━━ TRECHO DA FONTE

É domingo à noite, e Alessandra Negrini está 20 minutos atrasada. Nosso encontro se dará em um restaurante da moda nos Jardins - há velas acesas em todas as mesas, fazendo com que o ambiente adquira um ar romântico. Sinto o efeito oposto: as sombras na parede e o pesado candelabro no teto indicam mais que estou em uma masmorra, próximo de encarar a forca. Reportagens em outras revistas e depoimentos de colegas jornalistas me levaram a acreditar que em breve estaria diante de Alessandra, a Terrível. Como na história da esfinge, se não decifrasse seu enigma, com certeza seria devorado.

A fama de difícil e inquisidora alimentou um mito em torno dessa atriz de 40 anos, paulistana, criada em Santos. A boataria sobre o lado entojado de Alessandra chegou ao pico há quatro anos, quando protagonizou uma novela das 8 da Rede Globo e pegou logo as duas personagens principais - a gêmea boa (Paula) e a gêmea má (Taís) em Paraíso Tropical, de 2007. Desde então, fez participações em séries, alguns filmes e peças. Como esse tempo longe do centro das atenções teria afetado seu humor? Para enganar a ansiedade, repasso a carreira da atriz e me concentro, como talvez qualquer homem faria, nas cenas em que ela aparece... nua. E são muitas.

Mas Alessandra enfim chega. Toda de preto, jaqueta, bolsa, cabelo, tudo. "Desculpe o atraso... É o trânsito", ela tenta se explicar. Sei que o apartamento que comprou em São Paulo fica muito próximo do restaurante onde estamos, porém nada comento. Ela quebra o silêncio: "É brincadeira! Eu moro aqui do lado", ri como uma garota levada que acabou de pregar uma peça. Mas logo fica séria, afunda o rosto no cardápio e me pergunta gentilmente se quero comer algo. Observo os gestos miúdos, a tranquilidade, e vejo que terei de descobrir se aquele monstro das revistas de fofoca é pura ilusão ou se na verdade Alessandra Negrini enviou uma gêmea boa para dar a entrevista em seu lugar.

Ela havia acabado de voltar de um giro pela Europa, passando pelo Festival de Cannes, onde foi assistir à estreia mundial de seu filme mais recente, O Abismo Prateado, de Karim Aïnouz - que deve ser lançado no Brasil ainda este ano. Baseado na canção "Olhos nos Olhos", de Chico Buarque, o longa conta a história de uma mulher abandonada pelo marido. "Foi muito difícil. Muito difícil", ela reflete. "Um dia na vida dessa mulher. Você fica muito exposto, né. E se eu errei? Sempre dá uma insegurança." Mudamos de mesa para evitar uma suposta corrente de ar que estaria a deixando ainda mais resfriada. Alessandra pede uma taça de vinho rosé, filé, vegetais na chapa e purê de batata. Como irá confirmar depois, gosta de comer e beber. São prazeres que não sacrifica apenas para manter a boa forma. Além de Abismo..., também aguarda a entrada no circuito de Dois Coelhos, primeiro filme de Afonso Poyart, em que faz uma advogada corrupta. Ela ainda não viu a obra finalizada, mas o trailer indica uma linguagem rápida, com sequências em animação e referências do universo dos quadrinhos para atrair os jovens.

━━━━

» **A FAZER**:
A – Transcreva literalmente o texto sobre Alessandra Negrini de "A fama de difícil" a "E são muitas.".
B – Resuma o texto sobre Alessandra Negrini em duas frases.

━━ MATERIAL COLETADO

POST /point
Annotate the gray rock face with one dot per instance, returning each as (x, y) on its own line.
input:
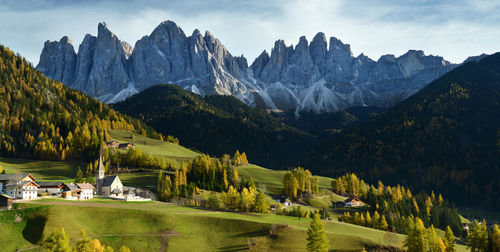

━━━━

» **RESPOSTAS**:
A –
A fama de difícil e inquisidora alimentou um mito em torno dessa atriz de 40 anos, paulistana, criada em Santos. A boataria sobre o lado entojado de Alessandra chegou ao pico há quatro anos, quando protagonizou uma novela das 8 da Rede Globo e pegou logo as duas personagens principais - a gêmea boa (Paula) e a gêmea má (Taís) em Paraíso Tropical, de 2007. Desde então, fez participações em séries, alguns filmes e peças. Como esse tempo longe do centro das atenções teria afetado seu humor? Para enganar a ansiedade, repasso a carreira da atriz e me concentro, como talvez qualquer homem faria, nas cenas em que ela aparece... nua. E são muitas.

B – O entrevistador espera encontrar uma Alessandra Negrini difícil, fama que chegou ao auge quando ela protagonizou Paraíso Tropical em 2007, mas a atriz chega atrasada, faz uma brincadeira e se mostra tranquila e gentil. Recém-chegada do Festival de Cannes, onde assistiu à estreia mundial de O Abismo Prateado, de Karim Aïnouz, ela conta que foi muito difícil viver a mulher abandonada pelo marido e aguarda também o lançamento de Dois Coelhos, de Afonso Poyart.